* WHAT THE TASK ASKS *
Reproduce from the records below, with no pictures, exactly the lines between the one containing "to shop front." and the one containing "corresponds to guardrail.", inclusive.

* DATA SHOWN *

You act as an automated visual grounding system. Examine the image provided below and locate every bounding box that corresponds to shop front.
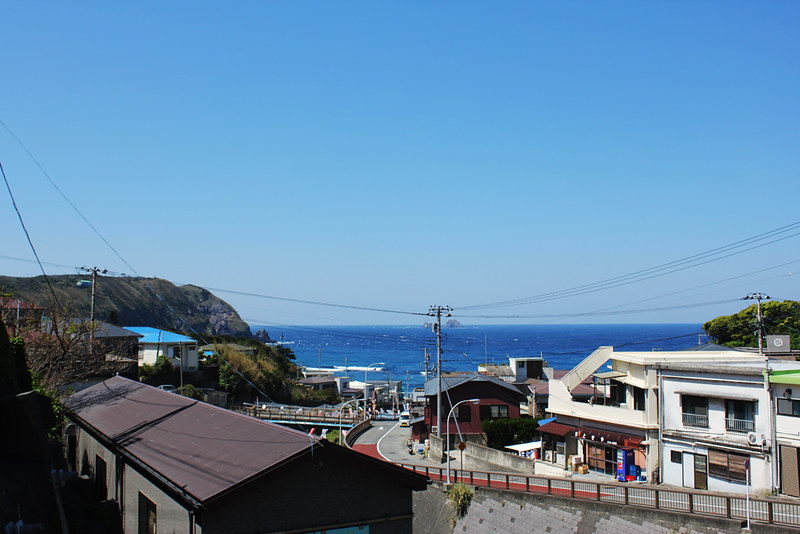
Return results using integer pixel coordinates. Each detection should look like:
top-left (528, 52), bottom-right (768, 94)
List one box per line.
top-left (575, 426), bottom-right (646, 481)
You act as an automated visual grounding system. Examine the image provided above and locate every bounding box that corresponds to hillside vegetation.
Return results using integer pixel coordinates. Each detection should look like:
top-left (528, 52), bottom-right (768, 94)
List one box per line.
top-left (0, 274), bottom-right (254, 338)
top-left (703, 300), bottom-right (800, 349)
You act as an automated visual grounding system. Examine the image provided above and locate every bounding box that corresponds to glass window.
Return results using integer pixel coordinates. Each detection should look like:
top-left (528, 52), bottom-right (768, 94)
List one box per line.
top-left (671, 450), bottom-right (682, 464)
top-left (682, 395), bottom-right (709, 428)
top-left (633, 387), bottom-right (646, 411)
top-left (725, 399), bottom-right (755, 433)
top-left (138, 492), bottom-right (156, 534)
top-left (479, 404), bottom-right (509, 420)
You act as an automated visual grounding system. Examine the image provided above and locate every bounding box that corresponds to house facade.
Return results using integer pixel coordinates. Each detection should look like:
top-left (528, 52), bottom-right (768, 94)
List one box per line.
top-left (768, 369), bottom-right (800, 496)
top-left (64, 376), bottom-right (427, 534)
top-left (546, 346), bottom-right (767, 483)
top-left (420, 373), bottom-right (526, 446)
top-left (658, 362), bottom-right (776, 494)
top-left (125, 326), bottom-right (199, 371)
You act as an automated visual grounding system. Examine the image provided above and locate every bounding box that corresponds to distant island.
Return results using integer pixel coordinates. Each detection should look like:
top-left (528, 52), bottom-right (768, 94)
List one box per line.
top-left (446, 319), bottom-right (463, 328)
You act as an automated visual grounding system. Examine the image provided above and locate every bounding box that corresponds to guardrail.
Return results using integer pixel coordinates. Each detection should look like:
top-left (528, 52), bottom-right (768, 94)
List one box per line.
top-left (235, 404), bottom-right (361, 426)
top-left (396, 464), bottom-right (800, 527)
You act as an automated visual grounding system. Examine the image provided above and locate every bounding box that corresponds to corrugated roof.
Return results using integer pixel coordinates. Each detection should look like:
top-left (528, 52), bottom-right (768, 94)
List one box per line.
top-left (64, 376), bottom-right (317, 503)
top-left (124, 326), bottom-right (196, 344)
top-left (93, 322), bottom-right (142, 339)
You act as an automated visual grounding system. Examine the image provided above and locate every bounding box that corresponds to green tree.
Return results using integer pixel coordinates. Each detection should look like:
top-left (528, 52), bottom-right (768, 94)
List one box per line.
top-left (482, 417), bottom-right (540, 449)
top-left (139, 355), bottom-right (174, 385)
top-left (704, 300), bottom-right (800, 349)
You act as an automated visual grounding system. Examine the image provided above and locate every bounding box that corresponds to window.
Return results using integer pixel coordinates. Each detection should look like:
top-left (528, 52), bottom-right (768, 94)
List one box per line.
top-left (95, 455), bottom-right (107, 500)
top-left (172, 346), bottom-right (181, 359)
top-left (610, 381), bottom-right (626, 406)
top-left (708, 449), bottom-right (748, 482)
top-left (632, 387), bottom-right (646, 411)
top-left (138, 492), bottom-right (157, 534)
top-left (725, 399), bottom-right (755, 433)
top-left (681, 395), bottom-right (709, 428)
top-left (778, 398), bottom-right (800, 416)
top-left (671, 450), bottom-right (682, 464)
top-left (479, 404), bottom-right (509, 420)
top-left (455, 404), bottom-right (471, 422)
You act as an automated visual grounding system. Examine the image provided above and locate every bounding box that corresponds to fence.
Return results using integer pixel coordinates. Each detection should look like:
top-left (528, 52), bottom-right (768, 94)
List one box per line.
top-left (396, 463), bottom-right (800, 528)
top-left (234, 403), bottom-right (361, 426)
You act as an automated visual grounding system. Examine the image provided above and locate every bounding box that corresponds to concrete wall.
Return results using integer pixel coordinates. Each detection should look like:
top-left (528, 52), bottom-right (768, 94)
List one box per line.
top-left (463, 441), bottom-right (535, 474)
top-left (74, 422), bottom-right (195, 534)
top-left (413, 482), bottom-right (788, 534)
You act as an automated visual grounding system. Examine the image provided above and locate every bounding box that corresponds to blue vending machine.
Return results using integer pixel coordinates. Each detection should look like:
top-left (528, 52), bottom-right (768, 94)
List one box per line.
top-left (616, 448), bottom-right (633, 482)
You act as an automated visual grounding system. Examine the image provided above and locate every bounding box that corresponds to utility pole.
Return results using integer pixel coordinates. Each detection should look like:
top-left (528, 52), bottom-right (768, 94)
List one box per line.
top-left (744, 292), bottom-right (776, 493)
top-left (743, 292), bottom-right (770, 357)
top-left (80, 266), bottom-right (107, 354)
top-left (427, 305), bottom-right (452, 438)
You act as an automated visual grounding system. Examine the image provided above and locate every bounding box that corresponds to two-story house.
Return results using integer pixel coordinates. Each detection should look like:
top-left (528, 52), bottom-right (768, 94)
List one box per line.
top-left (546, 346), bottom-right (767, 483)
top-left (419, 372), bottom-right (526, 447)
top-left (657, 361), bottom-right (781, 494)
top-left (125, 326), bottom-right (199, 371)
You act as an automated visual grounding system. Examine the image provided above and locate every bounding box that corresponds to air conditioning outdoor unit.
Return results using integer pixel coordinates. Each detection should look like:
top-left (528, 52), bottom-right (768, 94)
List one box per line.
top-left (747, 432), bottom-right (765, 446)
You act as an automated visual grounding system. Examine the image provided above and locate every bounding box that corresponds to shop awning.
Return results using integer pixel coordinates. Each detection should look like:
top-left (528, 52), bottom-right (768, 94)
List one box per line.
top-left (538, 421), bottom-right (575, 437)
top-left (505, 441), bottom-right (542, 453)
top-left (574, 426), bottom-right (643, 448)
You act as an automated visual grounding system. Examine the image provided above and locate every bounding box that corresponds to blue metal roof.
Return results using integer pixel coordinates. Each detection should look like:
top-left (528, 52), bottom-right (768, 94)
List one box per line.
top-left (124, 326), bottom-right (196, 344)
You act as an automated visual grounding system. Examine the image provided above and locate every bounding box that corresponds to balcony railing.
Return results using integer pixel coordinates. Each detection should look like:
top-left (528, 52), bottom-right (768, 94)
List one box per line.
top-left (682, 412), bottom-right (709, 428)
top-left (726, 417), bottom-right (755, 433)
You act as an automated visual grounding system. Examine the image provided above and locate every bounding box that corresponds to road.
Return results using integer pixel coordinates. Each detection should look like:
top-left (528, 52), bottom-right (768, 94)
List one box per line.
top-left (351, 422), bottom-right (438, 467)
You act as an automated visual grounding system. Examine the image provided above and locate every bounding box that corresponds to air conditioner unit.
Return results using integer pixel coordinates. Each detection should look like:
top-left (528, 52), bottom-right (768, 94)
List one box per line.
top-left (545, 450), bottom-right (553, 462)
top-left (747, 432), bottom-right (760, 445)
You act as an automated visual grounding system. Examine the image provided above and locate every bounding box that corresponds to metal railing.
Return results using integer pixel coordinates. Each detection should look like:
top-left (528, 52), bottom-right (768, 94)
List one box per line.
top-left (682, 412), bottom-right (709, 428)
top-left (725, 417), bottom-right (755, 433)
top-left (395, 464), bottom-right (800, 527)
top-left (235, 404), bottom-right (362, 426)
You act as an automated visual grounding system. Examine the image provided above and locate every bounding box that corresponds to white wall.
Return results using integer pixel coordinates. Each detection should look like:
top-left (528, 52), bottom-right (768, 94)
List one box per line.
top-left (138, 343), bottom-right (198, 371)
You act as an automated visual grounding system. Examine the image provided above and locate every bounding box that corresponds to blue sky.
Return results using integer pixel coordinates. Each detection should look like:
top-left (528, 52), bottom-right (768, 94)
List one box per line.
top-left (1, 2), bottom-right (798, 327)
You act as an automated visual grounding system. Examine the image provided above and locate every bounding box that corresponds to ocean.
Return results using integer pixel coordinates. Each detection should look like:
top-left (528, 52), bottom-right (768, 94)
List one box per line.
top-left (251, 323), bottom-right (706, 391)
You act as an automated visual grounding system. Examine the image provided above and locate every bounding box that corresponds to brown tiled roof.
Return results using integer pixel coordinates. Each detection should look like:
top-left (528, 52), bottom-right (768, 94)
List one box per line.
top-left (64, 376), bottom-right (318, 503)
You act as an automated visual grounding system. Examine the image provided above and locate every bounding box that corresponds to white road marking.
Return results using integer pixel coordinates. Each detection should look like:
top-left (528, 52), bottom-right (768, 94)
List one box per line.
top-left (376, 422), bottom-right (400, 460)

---

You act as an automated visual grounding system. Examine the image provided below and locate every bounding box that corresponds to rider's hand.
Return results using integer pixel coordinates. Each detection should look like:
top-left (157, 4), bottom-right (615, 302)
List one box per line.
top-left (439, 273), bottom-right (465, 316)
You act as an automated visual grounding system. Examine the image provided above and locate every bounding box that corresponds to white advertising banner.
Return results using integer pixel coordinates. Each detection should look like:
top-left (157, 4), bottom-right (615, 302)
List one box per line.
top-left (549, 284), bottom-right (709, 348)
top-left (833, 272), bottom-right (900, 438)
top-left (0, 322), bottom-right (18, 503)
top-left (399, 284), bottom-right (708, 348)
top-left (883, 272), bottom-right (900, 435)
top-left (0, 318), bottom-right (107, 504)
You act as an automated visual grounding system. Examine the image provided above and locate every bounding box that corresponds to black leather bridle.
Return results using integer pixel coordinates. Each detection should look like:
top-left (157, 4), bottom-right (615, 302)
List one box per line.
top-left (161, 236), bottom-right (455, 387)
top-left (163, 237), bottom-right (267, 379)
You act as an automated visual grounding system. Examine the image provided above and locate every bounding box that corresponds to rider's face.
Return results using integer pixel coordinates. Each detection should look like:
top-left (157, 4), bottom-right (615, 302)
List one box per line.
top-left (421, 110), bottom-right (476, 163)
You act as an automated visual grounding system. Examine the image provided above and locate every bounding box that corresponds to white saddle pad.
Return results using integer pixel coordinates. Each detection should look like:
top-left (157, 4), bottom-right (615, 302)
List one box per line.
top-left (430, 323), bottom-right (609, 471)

* TASK RESULT *
You act as an automated visual grounding system. Examine the image provided below and locate every bounding box that corresponds to shop front.
Return results using integer pixel coordinates. Each detection should look like:
top-left (528, 52), bottom-right (768, 94)
List one box per line.
top-left (575, 426), bottom-right (646, 481)
You act as an automated visual grounding system. Examine the image provided above and locate every bounding box that corresponds to hillside vegetation.
Return results using integer pixel coordinates. Each detection should look like:
top-left (528, 52), bottom-right (768, 94)
List one box per line.
top-left (0, 274), bottom-right (254, 338)
top-left (703, 300), bottom-right (800, 349)
You act as an automated visual grounding system. Examine the image provided above and locate every bounding box that corresponds to glass window.
Return results using integer pixel coordinates. Each detection should look like:
top-left (528, 52), bottom-right (768, 94)
List one box per line.
top-left (671, 450), bottom-right (682, 464)
top-left (682, 395), bottom-right (709, 428)
top-left (633, 387), bottom-right (646, 411)
top-left (725, 399), bottom-right (755, 433)
top-left (138, 492), bottom-right (156, 534)
top-left (479, 404), bottom-right (509, 420)
You act as an automated visual grounding system. Examine the image provided above and locate every bounding box that corresponds to house facade.
Return results using integer pixel coordinates. Each detection should look like:
top-left (528, 52), bottom-right (768, 94)
List one box per line.
top-left (768, 369), bottom-right (800, 496)
top-left (64, 376), bottom-right (427, 534)
top-left (546, 346), bottom-right (767, 483)
top-left (420, 373), bottom-right (526, 446)
top-left (658, 362), bottom-right (776, 494)
top-left (125, 326), bottom-right (199, 371)
You act as an automated visual grounding system. Examine the image provided above and locate every bounding box that corresponds to distant island.
Return results using integer pixel coordinates. Each detection should look like:
top-left (528, 52), bottom-right (768, 94)
List one box per line.
top-left (446, 319), bottom-right (463, 328)
You act as an automated visual grounding system. Examine the image provided above and locate every bounding box that corresponds to guardrail.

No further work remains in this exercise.